Source passage »
Two primary ethical concerns affect academic writing, particularly in undergraduate and postgraduate reports: plagiarism and false authorship. Plagiarism occurs when content is copied from existing sources without proper citation, often assessed by measuring textual similarity to existing databases. Universities typically establish thresholds for acceptable similarity levels (e.g., a maximum of 15% similarity without citation). False authorship, on the other hand, involves presenting someone else’s work as one’s own, either by commissioning it or by using another person’s ideas without proper credit. Both issues undermine the integrity of academic research.

To address plagiarism, universities employ similarity detection tools such as Turnitin, which compare submitted work against existing sources. However, detecting false authorship—such as contract cheating—is more complex and difficult to prove, even when suspected. This raises a critical research question: Can an artificial intelligence (AI) tool based on text mining and machine learning classify writing styles in academic reports to identify potential cases of false authorship?

This study aims to develop a predictive system that analyzes content to classify scientific writing styles in digital academic reports. Although this research is motivated by concerns regarding student theses, it utilizes reports and papers authored by professors at the Pontificia Universidad Católica del Ecuador Sede Esmeraldas (PUCESE) to train the AI model. The model is designed for future application to student reports, with the potential for expansion to undergraduate and graduate theses. Due to the lack of historical reports tracking students’ academic progress, this study does not involve actual student cases. However, the classifier’s logic can be applied similarly to student papers. By analyzing professors’ manuscripts, this research establishes a foundation for addressing academic integrity issues in student work.

Records supplied »
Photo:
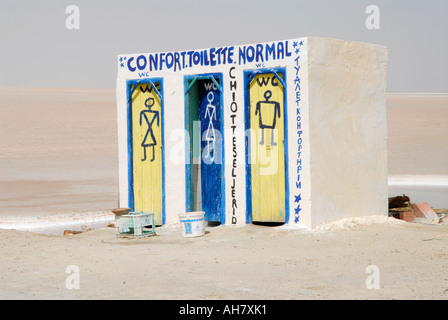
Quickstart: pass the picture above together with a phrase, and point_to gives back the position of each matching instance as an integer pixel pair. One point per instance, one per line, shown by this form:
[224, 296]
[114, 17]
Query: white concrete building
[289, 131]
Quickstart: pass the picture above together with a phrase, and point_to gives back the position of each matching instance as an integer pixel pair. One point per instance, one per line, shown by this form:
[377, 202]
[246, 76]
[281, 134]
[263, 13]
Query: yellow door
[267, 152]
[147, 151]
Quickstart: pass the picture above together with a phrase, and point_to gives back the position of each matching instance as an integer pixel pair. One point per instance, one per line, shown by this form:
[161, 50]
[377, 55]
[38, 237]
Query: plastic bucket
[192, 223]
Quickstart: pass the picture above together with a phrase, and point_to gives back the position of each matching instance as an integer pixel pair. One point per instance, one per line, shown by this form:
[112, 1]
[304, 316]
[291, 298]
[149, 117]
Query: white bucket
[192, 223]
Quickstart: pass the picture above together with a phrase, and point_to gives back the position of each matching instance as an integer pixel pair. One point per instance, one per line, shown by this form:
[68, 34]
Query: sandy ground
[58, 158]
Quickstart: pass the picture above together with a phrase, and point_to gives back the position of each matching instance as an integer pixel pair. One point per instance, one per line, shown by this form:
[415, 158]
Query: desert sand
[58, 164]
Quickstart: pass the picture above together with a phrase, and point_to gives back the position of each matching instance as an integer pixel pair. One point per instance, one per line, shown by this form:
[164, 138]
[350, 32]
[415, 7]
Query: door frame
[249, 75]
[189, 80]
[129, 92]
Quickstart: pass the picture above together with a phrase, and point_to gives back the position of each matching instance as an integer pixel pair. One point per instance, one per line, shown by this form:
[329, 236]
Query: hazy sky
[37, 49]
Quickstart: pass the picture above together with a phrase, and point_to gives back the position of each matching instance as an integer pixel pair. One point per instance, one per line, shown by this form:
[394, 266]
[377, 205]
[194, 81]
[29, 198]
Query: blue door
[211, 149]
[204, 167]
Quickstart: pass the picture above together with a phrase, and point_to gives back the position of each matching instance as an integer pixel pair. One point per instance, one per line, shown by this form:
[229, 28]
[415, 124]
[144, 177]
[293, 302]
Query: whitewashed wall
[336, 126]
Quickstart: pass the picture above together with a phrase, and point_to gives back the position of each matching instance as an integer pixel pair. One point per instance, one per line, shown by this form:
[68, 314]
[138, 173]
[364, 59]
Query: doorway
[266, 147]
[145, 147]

---

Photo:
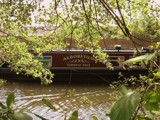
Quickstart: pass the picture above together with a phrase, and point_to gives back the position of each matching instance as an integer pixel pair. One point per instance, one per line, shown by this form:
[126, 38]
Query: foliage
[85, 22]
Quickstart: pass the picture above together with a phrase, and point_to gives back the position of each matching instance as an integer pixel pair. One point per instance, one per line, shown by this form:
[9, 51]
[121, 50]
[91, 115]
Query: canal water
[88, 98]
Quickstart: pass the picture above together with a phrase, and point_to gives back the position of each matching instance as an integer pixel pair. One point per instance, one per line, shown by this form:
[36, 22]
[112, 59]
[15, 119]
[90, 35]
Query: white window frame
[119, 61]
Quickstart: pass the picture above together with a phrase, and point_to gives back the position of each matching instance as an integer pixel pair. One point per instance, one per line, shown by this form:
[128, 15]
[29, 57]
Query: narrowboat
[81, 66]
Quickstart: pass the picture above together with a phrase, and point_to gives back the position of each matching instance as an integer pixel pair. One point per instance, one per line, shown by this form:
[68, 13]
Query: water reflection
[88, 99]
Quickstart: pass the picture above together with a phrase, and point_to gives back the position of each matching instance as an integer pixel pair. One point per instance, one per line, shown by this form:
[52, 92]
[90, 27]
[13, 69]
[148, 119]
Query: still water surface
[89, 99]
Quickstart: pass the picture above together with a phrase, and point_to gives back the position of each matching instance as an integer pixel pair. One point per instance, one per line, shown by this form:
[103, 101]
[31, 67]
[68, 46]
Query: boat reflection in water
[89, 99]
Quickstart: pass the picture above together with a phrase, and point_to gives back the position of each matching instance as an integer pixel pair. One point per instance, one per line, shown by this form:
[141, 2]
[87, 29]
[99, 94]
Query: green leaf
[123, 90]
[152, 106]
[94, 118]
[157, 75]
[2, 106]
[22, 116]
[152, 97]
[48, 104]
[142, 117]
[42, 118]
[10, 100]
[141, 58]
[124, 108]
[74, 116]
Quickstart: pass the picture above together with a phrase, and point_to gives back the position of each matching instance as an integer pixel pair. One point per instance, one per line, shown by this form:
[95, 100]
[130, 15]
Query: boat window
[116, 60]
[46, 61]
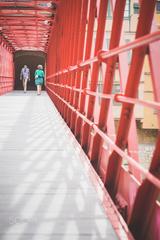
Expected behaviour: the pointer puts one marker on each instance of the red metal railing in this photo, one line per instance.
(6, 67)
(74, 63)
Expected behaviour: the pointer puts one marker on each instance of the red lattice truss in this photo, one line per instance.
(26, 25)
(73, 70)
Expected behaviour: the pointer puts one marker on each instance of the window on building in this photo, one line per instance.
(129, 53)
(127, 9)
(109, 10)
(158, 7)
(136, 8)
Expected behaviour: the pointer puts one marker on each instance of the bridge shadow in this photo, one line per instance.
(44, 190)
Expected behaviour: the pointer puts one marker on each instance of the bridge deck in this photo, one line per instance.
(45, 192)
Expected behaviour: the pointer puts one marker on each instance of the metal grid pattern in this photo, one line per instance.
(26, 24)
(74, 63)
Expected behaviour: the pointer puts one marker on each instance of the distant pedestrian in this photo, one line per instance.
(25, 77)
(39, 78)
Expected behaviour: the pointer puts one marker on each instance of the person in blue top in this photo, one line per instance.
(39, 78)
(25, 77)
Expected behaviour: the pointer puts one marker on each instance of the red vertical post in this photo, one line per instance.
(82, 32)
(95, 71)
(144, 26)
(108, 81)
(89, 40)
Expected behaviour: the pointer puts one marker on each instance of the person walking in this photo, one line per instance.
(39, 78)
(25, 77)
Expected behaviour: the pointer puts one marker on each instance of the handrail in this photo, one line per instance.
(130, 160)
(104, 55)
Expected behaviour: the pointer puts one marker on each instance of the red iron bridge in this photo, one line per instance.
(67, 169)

Work request 1 »
Answer the following questions using the passage on academic writing ethics.
(a) What example is given of a maximum similarity level without citation?
(b) Which similarity detection tool is named?
(c) Whose reports and papers are used to train the AI model?
Work request 2 » Reproduce the passage on academic writing ethics word for word, starting at "To address plagiarism, universities" and ending at "of false authorship?".

Task result 1 »
(a) A maximum of 15% similarity without citation.
(b) Turnitin.
(c) Those authored by professors at the Pontificia Universidad Católica del Ecuador Sede Esmeraldas (PUCESE).

Task result 2 »
To address plagiarism, universities employ similarity detection tools such as Turnitin, which compare submitted work against existing sources. However, detecting false authorship—such as contract cheating—is more complex and difficult to prove, even when suspected. This raises a critical research question: Can an artificial intelligence (AI) tool based on text mining and machine learning classify writing styles in academic reports to identify potential cases of false authorship?